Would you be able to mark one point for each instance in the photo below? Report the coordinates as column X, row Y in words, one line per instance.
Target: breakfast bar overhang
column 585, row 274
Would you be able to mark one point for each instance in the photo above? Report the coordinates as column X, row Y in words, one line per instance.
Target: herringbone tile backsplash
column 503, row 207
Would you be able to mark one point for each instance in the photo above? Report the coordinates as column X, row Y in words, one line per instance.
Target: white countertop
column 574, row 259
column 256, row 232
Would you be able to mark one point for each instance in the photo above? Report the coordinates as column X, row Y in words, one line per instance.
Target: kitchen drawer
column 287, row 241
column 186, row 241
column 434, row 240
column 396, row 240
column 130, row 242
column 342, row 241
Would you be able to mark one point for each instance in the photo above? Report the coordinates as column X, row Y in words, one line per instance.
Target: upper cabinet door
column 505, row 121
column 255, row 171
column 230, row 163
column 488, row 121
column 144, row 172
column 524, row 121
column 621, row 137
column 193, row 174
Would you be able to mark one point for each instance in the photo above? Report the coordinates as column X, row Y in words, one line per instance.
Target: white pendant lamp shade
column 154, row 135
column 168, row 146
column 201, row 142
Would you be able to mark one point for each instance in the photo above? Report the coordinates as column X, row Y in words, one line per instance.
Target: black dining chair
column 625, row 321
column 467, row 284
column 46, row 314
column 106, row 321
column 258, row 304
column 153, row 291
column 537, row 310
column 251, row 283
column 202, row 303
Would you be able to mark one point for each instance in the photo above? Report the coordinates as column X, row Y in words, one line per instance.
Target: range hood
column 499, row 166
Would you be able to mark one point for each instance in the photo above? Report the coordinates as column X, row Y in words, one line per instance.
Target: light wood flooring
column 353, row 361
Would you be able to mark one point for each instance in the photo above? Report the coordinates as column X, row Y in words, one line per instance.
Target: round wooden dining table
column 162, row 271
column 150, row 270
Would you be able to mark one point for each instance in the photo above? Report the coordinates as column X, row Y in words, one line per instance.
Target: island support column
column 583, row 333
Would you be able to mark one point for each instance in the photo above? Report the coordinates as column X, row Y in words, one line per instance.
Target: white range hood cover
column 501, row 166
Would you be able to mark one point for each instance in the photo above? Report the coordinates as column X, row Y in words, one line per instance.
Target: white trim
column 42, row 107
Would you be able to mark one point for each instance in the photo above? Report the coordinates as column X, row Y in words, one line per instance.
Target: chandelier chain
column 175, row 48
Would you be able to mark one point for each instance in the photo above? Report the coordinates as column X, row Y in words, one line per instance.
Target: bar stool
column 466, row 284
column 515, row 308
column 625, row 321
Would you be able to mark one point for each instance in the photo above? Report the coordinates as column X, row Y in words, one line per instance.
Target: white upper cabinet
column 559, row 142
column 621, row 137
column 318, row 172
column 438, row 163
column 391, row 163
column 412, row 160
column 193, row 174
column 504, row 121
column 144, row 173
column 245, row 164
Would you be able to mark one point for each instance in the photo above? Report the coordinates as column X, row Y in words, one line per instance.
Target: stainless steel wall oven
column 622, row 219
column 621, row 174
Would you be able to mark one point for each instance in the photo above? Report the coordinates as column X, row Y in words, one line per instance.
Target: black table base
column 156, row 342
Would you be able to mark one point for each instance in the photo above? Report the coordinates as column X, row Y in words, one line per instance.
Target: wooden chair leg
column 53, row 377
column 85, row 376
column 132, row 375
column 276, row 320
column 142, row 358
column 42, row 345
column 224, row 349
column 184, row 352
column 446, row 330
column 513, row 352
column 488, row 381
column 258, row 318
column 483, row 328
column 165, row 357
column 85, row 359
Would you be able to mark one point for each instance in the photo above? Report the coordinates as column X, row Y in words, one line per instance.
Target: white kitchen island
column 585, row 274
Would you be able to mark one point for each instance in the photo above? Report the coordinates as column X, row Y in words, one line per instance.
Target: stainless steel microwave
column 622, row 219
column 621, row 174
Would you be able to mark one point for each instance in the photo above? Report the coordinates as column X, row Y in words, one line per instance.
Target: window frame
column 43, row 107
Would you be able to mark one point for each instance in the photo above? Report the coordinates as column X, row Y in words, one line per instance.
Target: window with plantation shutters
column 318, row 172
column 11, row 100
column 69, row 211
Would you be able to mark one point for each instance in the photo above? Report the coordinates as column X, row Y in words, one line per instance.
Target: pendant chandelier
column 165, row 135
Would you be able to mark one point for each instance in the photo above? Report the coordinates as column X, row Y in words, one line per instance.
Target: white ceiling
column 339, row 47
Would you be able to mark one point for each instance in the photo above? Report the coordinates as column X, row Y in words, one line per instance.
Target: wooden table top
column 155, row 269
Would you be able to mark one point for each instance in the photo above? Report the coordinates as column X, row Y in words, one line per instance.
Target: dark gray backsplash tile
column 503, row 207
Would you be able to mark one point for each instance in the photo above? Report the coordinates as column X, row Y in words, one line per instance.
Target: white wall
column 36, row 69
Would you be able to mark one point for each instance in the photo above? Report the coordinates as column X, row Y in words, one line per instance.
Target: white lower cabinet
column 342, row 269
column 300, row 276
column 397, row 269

────────────────

§ **WHAT THE TASK REQUIRES**
Copy out the lines beginning at the one that contains "Target: white kitchen island". Stop at the final line of the data, and include it.

§ **SOLUTION TO THE PROBLEM**
Target: white kitchen island
column 585, row 274
Would you be able to mark one point for each instance in the photo above? Report the coordinates as column X, row Y in words, one line per instance.
Target: stainless steel microwave
column 622, row 219
column 621, row 174
Would you be able to mark one point for each instance in the photo above? Report the coordinates as column X, row Y in words, one line per instance.
Target: window frame
column 43, row 107
Would you be able to mark one point for each instance in the photo above? Report the coordinates as column X, row Y in words, one line per instance.
Target: window with plantation shutters
column 318, row 172
column 11, row 100
column 69, row 211
Would you be able to mark one point for each instance in the photo above? Report the coordinates as column X, row Y in words, one line per instance.
Target: pendant chandelier
column 165, row 135
Would you be able to mark one point for each instance in the photo above? Report the coordinates as column X, row Y in words, one line per instance.
Target: white ceiling
column 339, row 47
Would you be able to mark one point for each instance in the photo above? Report the coordinates as column X, row Y in words, one line per instance.
Target: wooden table top
column 155, row 269
Would you be able to mark one point for each instance in the photo above? Report the coordinates as column X, row Y in words, one line per instance.
Target: dark gray backsplash tile
column 503, row 207
Would you be able to mark one point for each instance in the photo above? Report the coordinates as column X, row Y in words, one line per instance.
Target: white wall
column 36, row 69
Would you be able to mark one point for each instance in the photo above? Report the coordinates as column X, row Y in words, one line per instance.
Target: white lower cabinet
column 342, row 269
column 300, row 276
column 397, row 269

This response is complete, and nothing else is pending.